[Data items]
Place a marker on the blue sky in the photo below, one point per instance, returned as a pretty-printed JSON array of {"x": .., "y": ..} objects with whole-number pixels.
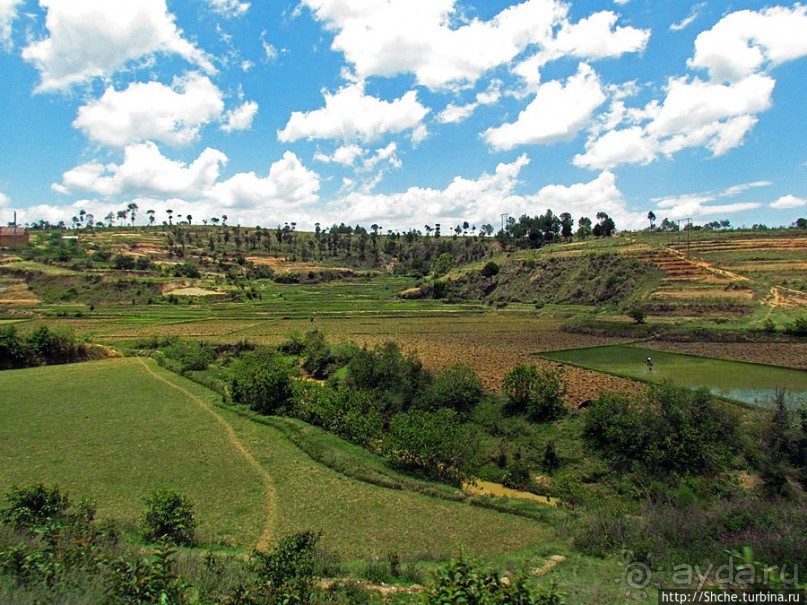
[{"x": 403, "y": 113}]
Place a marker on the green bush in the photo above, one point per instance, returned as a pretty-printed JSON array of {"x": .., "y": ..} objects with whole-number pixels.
[
  {"x": 168, "y": 518},
  {"x": 538, "y": 393},
  {"x": 14, "y": 351},
  {"x": 435, "y": 443},
  {"x": 263, "y": 382},
  {"x": 462, "y": 581},
  {"x": 637, "y": 314},
  {"x": 34, "y": 506},
  {"x": 490, "y": 269},
  {"x": 395, "y": 378},
  {"x": 124, "y": 262},
  {"x": 667, "y": 431},
  {"x": 191, "y": 355},
  {"x": 54, "y": 346},
  {"x": 287, "y": 573},
  {"x": 458, "y": 388},
  {"x": 798, "y": 327}
]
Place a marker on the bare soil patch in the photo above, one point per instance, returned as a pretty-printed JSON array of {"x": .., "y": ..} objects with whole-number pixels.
[
  {"x": 192, "y": 292},
  {"x": 284, "y": 265}
]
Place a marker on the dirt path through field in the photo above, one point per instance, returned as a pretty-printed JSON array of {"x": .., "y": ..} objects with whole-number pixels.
[{"x": 265, "y": 541}]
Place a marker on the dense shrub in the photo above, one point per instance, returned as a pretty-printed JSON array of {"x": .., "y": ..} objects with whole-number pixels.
[
  {"x": 392, "y": 376},
  {"x": 538, "y": 393},
  {"x": 124, "y": 262},
  {"x": 14, "y": 351},
  {"x": 34, "y": 506},
  {"x": 351, "y": 414},
  {"x": 785, "y": 446},
  {"x": 461, "y": 581},
  {"x": 287, "y": 573},
  {"x": 490, "y": 269},
  {"x": 42, "y": 346},
  {"x": 168, "y": 518},
  {"x": 666, "y": 430},
  {"x": 191, "y": 355},
  {"x": 187, "y": 269},
  {"x": 798, "y": 327},
  {"x": 263, "y": 382},
  {"x": 458, "y": 388},
  {"x": 435, "y": 443}
]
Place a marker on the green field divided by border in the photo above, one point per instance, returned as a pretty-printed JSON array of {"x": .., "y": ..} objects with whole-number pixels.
[
  {"x": 746, "y": 382},
  {"x": 116, "y": 429}
]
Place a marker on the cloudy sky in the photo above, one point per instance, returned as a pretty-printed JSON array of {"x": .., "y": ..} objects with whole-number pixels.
[{"x": 403, "y": 112}]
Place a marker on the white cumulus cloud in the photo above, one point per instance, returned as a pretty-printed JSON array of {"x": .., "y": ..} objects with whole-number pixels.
[
  {"x": 95, "y": 38},
  {"x": 429, "y": 38},
  {"x": 558, "y": 112},
  {"x": 152, "y": 111},
  {"x": 229, "y": 8},
  {"x": 8, "y": 13},
  {"x": 351, "y": 115},
  {"x": 598, "y": 37},
  {"x": 145, "y": 171},
  {"x": 789, "y": 201},
  {"x": 240, "y": 118},
  {"x": 744, "y": 42}
]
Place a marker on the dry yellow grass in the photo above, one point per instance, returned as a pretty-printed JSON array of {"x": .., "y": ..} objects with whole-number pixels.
[{"x": 487, "y": 488}]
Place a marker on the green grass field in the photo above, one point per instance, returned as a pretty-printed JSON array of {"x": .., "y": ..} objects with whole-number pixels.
[
  {"x": 109, "y": 431},
  {"x": 751, "y": 383},
  {"x": 114, "y": 430}
]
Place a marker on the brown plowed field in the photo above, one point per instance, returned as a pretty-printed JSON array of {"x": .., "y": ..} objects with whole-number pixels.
[{"x": 492, "y": 355}]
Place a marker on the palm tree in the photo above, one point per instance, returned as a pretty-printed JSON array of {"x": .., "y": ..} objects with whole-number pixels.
[{"x": 132, "y": 208}]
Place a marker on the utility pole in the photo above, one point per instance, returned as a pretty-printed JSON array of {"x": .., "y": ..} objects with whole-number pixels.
[{"x": 688, "y": 229}]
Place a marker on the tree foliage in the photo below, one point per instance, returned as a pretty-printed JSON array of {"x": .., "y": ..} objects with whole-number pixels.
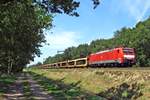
[
  {"x": 137, "y": 37},
  {"x": 21, "y": 28}
]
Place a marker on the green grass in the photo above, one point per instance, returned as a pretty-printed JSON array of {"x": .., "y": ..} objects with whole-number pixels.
[
  {"x": 62, "y": 91},
  {"x": 5, "y": 81},
  {"x": 72, "y": 83},
  {"x": 26, "y": 90}
]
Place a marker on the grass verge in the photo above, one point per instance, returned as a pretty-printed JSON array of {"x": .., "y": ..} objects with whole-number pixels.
[
  {"x": 5, "y": 81},
  {"x": 61, "y": 91}
]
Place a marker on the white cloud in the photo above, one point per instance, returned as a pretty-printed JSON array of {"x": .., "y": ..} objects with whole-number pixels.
[{"x": 137, "y": 8}]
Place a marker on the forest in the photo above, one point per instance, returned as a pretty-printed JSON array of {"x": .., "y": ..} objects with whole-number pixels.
[
  {"x": 137, "y": 37},
  {"x": 21, "y": 29}
]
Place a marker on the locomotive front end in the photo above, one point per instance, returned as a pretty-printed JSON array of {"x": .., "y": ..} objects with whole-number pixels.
[{"x": 129, "y": 56}]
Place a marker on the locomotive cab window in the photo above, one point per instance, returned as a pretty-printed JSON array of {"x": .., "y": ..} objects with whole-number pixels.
[{"x": 118, "y": 51}]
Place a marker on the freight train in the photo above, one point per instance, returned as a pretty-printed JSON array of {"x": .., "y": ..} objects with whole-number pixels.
[{"x": 117, "y": 57}]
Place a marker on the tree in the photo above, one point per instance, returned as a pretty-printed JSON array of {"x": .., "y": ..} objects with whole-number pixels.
[
  {"x": 21, "y": 28},
  {"x": 21, "y": 33}
]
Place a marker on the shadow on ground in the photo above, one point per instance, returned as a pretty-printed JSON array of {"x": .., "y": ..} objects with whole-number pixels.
[
  {"x": 61, "y": 91},
  {"x": 122, "y": 92}
]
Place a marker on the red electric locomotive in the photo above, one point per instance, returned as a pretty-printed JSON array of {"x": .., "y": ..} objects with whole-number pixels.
[{"x": 114, "y": 57}]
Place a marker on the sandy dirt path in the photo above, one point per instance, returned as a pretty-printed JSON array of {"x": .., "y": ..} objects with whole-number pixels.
[{"x": 16, "y": 91}]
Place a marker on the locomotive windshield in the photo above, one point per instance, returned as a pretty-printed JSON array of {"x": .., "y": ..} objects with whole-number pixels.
[{"x": 128, "y": 51}]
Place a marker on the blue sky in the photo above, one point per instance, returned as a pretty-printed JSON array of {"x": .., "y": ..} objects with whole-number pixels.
[{"x": 109, "y": 16}]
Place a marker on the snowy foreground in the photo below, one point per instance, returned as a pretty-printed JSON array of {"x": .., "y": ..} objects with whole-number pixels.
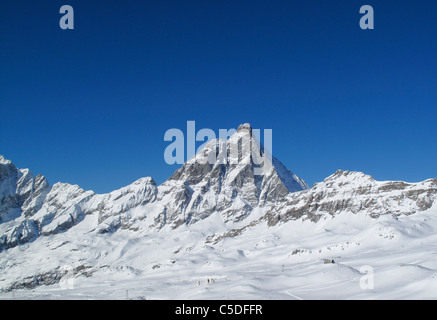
[
  {"x": 284, "y": 262},
  {"x": 217, "y": 230}
]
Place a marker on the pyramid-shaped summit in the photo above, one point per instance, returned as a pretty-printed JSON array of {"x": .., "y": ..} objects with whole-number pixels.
[{"x": 233, "y": 177}]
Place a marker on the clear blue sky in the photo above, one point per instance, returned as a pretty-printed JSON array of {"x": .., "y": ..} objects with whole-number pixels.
[{"x": 90, "y": 106}]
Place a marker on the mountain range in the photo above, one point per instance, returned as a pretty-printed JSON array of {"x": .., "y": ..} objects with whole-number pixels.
[{"x": 221, "y": 229}]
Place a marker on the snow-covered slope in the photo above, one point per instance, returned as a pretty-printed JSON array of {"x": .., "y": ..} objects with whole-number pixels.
[{"x": 218, "y": 230}]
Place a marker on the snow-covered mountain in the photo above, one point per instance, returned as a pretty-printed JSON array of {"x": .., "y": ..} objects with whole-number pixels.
[{"x": 253, "y": 235}]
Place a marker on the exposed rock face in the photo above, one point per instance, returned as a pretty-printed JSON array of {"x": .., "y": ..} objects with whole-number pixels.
[
  {"x": 355, "y": 192},
  {"x": 231, "y": 178},
  {"x": 20, "y": 191}
]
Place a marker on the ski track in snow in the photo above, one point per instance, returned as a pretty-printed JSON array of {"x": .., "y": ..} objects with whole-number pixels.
[{"x": 262, "y": 263}]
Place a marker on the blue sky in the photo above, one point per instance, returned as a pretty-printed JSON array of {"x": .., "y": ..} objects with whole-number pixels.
[{"x": 90, "y": 106}]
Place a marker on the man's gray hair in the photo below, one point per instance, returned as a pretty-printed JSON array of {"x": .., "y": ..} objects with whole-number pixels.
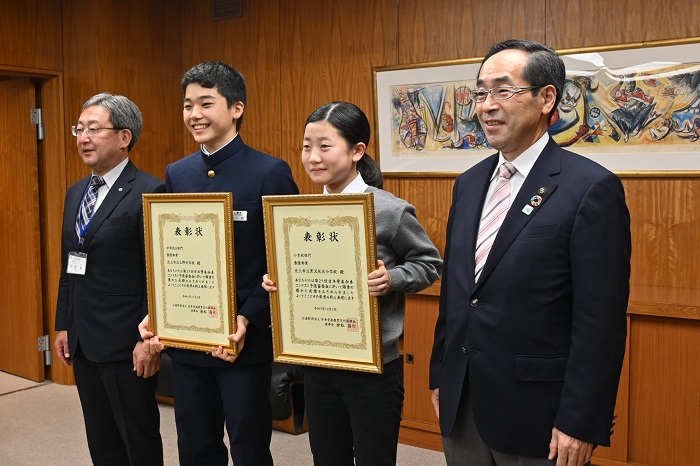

§ **TASK BRIEF**: What is needed is an exact restatement of every line from the line containing "Place a marker on the snow-covered slope" through the last line of the records, minus any pictures.

§ **EXPECTED ANSWER**:
Place a marker on the snow-covered slope in the photo above, one point per instance, returned as a pretty-printed JSON array of {"x": .., "y": ..} objects with whole-number pixels.
[{"x": 218, "y": 230}]
Place a marker on the snow-covered mountain in the photo above, one point per instance, returned as a pretty-printed JSON array of {"x": .., "y": ..} objects with whole-number pixels.
[{"x": 253, "y": 235}]
Place a marker on the exposed rock face in the photo above, one point per instance, returned as a pretty-printed JSON array of {"x": .., "y": ..} objects with whole-number pixels.
[
  {"x": 355, "y": 192},
  {"x": 231, "y": 178},
  {"x": 20, "y": 191}
]
Place a marker on the ski track in snow in the photo above, one point per instance, returned as a pretty-printed JSON array of {"x": .., "y": ..} objects with whole-number pixels.
[{"x": 262, "y": 263}]
Place a marker on the blue sky in the photo above, one point per instance, returned as a pretty-printed JSON array of {"x": .., "y": ..} objects with whole-number pixels.
[{"x": 90, "y": 106}]
Place a marker on the man's gray hair in the photo below, one point per instance, returned as a pretty-printed JSON array of {"x": .., "y": ..} objects with whole-number pixels.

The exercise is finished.